**What you should do:**
Please reproduce the part of the material below that opens with the line containing "outline <item>road</item>, every instance" and closes with the line containing "M 136 121 L", replacing "evenodd" with "even-odd" and changing nothing else; give only those lines.

▬▬▬▬▬▬▬▬▬▬

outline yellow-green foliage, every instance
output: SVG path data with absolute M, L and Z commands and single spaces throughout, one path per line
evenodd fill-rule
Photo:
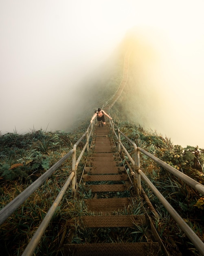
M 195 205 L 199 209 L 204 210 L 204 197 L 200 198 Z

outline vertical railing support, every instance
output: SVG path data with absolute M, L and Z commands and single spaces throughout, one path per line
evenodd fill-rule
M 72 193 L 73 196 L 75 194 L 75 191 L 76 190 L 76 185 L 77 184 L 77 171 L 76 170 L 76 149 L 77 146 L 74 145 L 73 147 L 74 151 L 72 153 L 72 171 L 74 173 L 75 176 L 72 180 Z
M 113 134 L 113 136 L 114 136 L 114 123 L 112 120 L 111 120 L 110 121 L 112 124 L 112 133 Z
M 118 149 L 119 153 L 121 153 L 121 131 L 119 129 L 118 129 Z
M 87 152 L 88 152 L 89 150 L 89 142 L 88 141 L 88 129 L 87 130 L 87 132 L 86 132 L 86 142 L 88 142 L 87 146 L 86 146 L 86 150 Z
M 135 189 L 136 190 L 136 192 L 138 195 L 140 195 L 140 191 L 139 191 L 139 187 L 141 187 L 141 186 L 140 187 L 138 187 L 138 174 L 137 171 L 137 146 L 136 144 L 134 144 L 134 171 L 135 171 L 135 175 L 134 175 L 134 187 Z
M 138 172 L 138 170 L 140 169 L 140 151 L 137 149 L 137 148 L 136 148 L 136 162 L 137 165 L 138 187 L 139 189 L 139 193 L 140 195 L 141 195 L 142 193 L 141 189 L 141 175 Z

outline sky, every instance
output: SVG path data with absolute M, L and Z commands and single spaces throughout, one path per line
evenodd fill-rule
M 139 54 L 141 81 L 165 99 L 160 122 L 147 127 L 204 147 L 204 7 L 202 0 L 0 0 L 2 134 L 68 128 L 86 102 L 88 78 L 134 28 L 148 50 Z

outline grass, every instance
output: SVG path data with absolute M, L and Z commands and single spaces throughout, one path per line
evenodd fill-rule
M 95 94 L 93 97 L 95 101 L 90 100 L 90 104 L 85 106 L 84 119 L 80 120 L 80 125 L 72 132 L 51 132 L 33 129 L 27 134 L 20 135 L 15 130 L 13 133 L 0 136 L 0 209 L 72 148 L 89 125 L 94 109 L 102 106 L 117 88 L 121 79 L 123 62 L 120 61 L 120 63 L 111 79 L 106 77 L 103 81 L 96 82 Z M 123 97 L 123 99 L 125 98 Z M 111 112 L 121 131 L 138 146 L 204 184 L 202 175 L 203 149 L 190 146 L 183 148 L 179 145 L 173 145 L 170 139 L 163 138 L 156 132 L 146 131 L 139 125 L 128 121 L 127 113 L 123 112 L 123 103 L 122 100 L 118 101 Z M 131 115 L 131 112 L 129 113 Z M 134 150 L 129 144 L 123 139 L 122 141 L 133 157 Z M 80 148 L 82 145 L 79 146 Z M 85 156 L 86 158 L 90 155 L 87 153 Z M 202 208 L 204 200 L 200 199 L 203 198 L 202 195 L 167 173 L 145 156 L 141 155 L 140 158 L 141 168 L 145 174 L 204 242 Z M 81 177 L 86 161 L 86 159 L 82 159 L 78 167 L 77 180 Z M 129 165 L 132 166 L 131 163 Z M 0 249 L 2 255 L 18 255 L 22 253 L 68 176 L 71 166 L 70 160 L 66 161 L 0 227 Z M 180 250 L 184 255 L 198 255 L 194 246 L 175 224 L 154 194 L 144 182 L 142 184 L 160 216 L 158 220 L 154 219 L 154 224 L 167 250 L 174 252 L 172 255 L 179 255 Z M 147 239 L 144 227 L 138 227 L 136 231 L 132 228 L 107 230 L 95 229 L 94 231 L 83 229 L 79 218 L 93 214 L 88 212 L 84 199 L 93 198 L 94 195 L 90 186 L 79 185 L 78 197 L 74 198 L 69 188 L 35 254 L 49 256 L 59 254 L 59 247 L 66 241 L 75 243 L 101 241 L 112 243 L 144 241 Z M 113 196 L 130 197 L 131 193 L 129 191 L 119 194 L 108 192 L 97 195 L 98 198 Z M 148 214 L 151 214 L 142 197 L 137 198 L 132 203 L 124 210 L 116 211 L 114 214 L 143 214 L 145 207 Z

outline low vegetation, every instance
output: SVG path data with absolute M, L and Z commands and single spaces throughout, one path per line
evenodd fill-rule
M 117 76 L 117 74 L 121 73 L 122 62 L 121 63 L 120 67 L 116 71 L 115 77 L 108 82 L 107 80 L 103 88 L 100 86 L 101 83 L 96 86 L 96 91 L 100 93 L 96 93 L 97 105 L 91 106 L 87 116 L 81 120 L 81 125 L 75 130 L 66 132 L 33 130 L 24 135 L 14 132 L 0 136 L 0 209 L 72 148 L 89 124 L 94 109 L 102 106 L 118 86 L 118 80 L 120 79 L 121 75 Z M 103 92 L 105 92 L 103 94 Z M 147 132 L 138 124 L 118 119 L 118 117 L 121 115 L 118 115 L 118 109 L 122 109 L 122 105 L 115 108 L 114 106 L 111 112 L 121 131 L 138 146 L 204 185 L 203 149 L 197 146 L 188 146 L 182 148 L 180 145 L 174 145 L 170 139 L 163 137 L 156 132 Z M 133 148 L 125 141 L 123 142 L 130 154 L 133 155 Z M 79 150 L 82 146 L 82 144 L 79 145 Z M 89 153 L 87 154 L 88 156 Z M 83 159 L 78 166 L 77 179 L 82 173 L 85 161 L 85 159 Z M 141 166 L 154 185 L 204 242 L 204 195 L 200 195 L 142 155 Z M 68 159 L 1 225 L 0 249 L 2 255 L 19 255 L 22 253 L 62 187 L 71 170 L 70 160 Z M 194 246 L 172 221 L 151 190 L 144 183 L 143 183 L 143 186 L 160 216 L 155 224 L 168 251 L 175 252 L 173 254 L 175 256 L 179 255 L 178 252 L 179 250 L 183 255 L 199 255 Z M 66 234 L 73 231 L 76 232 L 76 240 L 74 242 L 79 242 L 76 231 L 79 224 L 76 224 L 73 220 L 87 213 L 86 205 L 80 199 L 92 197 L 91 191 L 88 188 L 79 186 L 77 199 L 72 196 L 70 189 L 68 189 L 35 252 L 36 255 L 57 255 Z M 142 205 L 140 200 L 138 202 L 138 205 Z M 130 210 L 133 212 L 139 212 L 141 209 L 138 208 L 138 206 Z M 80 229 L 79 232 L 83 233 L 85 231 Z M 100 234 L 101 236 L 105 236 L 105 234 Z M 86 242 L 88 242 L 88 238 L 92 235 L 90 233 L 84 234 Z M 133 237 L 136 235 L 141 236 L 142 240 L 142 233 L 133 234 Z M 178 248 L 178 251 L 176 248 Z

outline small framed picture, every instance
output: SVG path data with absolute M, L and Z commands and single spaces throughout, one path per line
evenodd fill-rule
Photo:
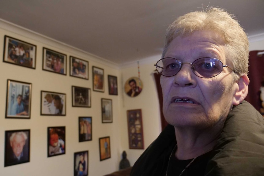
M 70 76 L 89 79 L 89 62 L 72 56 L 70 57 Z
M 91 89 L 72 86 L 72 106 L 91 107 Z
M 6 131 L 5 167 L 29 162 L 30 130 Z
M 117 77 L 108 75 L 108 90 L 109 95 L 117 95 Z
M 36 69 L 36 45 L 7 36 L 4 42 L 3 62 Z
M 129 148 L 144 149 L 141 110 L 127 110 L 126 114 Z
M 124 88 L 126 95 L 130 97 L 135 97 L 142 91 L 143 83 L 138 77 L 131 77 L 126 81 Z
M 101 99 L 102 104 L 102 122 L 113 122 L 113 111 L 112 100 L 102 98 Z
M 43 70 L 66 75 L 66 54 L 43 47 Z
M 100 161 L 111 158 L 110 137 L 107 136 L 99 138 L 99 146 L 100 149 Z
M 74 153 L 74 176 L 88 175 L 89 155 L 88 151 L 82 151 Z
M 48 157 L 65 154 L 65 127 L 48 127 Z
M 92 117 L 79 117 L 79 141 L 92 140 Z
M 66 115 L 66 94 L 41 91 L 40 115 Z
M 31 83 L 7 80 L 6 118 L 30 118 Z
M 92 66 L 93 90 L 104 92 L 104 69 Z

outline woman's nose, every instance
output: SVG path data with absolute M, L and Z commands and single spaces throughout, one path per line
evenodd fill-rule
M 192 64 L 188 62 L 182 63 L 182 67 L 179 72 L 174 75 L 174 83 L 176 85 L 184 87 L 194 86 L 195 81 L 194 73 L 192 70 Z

▬▬▬▬▬▬▬▬▬▬

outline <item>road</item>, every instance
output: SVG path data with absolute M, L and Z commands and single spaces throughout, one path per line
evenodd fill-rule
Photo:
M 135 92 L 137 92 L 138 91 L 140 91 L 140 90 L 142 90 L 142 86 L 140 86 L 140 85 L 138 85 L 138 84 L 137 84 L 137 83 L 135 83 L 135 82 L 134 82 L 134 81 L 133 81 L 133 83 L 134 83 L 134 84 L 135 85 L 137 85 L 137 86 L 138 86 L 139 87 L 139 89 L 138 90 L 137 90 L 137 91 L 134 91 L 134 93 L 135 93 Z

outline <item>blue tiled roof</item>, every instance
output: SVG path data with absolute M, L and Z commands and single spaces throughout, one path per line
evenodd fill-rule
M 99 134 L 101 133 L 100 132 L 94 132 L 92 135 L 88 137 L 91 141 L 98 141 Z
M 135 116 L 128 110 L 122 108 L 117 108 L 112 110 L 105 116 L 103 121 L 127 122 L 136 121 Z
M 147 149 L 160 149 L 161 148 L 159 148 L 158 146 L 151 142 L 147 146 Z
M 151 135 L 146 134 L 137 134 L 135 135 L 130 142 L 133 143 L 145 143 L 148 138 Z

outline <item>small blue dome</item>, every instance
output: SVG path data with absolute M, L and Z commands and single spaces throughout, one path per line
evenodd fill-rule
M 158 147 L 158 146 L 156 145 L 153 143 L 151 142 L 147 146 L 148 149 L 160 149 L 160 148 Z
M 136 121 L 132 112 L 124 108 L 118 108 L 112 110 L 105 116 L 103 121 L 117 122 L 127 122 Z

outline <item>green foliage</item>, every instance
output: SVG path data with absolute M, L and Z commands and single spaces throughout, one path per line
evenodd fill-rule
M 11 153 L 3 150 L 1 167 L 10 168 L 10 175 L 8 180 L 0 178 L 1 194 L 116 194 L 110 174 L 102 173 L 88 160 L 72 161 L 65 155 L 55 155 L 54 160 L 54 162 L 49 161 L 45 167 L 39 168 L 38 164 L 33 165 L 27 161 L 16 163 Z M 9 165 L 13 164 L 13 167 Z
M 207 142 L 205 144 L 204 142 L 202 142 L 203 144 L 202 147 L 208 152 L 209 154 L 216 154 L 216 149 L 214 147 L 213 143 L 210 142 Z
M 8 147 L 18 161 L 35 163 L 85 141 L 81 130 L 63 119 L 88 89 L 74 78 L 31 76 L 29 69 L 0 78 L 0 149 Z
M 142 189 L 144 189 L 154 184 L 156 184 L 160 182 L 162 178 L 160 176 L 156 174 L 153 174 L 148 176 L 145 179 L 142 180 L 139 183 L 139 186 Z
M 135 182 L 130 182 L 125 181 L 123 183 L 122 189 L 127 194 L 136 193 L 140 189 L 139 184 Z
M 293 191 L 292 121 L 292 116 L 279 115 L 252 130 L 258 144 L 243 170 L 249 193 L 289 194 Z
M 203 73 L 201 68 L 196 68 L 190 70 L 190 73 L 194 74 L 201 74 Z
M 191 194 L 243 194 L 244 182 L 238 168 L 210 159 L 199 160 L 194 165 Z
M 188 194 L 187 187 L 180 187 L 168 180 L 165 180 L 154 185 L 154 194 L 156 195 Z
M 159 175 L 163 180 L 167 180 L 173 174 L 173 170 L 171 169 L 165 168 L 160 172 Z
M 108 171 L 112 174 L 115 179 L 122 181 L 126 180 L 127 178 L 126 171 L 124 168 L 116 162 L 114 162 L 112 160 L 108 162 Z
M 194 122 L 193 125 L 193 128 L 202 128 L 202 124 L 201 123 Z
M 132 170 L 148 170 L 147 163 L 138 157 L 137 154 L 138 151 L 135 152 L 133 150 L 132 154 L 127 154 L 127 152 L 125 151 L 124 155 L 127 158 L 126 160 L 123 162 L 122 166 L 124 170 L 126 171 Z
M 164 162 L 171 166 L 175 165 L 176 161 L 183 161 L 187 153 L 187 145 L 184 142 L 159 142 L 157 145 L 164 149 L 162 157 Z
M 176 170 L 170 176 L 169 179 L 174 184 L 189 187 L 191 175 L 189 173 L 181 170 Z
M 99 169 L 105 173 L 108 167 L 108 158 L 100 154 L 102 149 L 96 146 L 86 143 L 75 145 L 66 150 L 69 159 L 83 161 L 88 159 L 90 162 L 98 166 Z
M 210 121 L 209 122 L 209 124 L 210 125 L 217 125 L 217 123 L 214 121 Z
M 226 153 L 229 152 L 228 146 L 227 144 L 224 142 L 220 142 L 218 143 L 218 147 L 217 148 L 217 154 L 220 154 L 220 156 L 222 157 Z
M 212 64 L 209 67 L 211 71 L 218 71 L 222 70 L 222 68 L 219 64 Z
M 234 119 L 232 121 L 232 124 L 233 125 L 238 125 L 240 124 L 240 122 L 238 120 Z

▬▬▬▬▬▬▬▬▬▬

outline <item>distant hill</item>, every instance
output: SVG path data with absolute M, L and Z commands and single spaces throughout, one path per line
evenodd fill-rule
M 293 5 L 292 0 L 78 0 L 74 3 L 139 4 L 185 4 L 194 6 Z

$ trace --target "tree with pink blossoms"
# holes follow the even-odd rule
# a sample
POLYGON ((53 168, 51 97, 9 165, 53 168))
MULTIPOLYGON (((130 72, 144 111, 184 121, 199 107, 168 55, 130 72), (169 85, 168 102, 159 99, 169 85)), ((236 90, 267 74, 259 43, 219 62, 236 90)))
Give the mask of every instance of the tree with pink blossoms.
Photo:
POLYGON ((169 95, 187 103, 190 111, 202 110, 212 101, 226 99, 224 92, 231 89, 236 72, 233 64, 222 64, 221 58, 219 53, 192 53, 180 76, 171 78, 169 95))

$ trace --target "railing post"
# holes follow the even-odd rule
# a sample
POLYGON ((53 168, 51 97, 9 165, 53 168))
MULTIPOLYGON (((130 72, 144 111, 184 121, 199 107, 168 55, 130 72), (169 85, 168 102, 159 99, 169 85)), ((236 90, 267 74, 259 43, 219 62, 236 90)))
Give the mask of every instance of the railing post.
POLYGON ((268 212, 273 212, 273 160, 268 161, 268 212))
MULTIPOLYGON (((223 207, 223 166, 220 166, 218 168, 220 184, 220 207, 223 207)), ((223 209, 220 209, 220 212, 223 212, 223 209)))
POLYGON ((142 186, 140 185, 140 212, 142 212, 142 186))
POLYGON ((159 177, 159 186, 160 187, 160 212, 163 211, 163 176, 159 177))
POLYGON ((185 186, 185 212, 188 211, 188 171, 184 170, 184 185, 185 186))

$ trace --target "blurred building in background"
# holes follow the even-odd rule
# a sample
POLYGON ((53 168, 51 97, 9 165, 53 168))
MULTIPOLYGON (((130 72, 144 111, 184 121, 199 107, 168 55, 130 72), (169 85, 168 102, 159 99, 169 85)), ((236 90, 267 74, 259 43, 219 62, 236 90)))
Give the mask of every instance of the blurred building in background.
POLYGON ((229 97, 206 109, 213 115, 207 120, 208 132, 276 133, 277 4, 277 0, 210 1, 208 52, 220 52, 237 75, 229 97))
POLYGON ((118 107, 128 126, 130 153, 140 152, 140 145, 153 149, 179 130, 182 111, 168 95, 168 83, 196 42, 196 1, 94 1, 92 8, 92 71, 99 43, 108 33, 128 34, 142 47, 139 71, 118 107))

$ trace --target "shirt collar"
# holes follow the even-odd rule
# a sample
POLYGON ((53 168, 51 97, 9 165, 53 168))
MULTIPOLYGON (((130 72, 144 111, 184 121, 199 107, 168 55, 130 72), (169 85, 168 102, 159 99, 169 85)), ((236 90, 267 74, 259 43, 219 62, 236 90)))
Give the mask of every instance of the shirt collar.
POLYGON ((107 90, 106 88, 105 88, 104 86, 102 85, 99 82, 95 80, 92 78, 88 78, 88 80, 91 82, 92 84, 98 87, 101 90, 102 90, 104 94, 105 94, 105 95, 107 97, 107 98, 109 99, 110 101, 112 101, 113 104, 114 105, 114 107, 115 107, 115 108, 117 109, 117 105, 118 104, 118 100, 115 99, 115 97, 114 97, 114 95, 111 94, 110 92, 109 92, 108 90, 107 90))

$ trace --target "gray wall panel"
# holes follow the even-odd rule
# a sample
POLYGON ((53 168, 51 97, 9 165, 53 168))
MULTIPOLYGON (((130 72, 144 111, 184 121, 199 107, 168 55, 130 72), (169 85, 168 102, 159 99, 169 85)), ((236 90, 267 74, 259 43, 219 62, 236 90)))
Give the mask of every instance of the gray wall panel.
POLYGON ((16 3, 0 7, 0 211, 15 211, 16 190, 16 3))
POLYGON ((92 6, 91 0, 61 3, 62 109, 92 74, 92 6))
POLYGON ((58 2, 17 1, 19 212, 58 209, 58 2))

▬▬▬▬▬▬▬▬▬▬

**Response below:**
outline <item>road</item>, every instance
output: SVG path data with absolute M, L and Z commands and single spaces throughout, one path per line
even-odd fill-rule
Photo:
M 135 92 L 137 92 L 138 91 L 140 91 L 140 90 L 142 90 L 142 86 L 140 86 L 140 85 L 138 85 L 138 84 L 137 84 L 137 83 L 135 83 L 135 82 L 134 82 L 134 81 L 133 81 L 133 83 L 134 83 L 134 84 L 135 85 L 137 85 L 137 86 L 138 86 L 139 87 L 139 89 L 138 90 L 137 90 L 137 91 L 134 91 L 134 93 L 135 93 Z

outline <item>blue tiled roof</item>, every instance
output: SVG path data with absolute M, L and Z commands and single spaces throughout, one path per line
even-odd fill-rule
M 99 134 L 101 133 L 100 132 L 94 132 L 92 135 L 88 137 L 91 141 L 98 141 Z
M 135 116 L 128 110 L 122 108 L 117 108 L 112 110 L 105 116 L 103 121 L 127 122 L 136 121 Z
M 147 149 L 160 149 L 161 148 L 159 148 L 158 146 L 151 142 L 147 146 Z
M 151 135 L 146 134 L 137 134 L 135 135 L 130 142 L 133 143 L 145 143 L 148 138 Z

outline <item>small blue dome</item>, every instance
output: SVG path data with absolute M, L and Z commands and single spaces throughout, one path per line
even-odd fill-rule
M 158 147 L 158 146 L 156 145 L 153 143 L 151 142 L 147 146 L 148 149 L 160 149 L 160 148 Z
M 136 121 L 132 112 L 124 108 L 118 108 L 112 110 L 105 116 L 103 121 L 117 122 L 127 122 Z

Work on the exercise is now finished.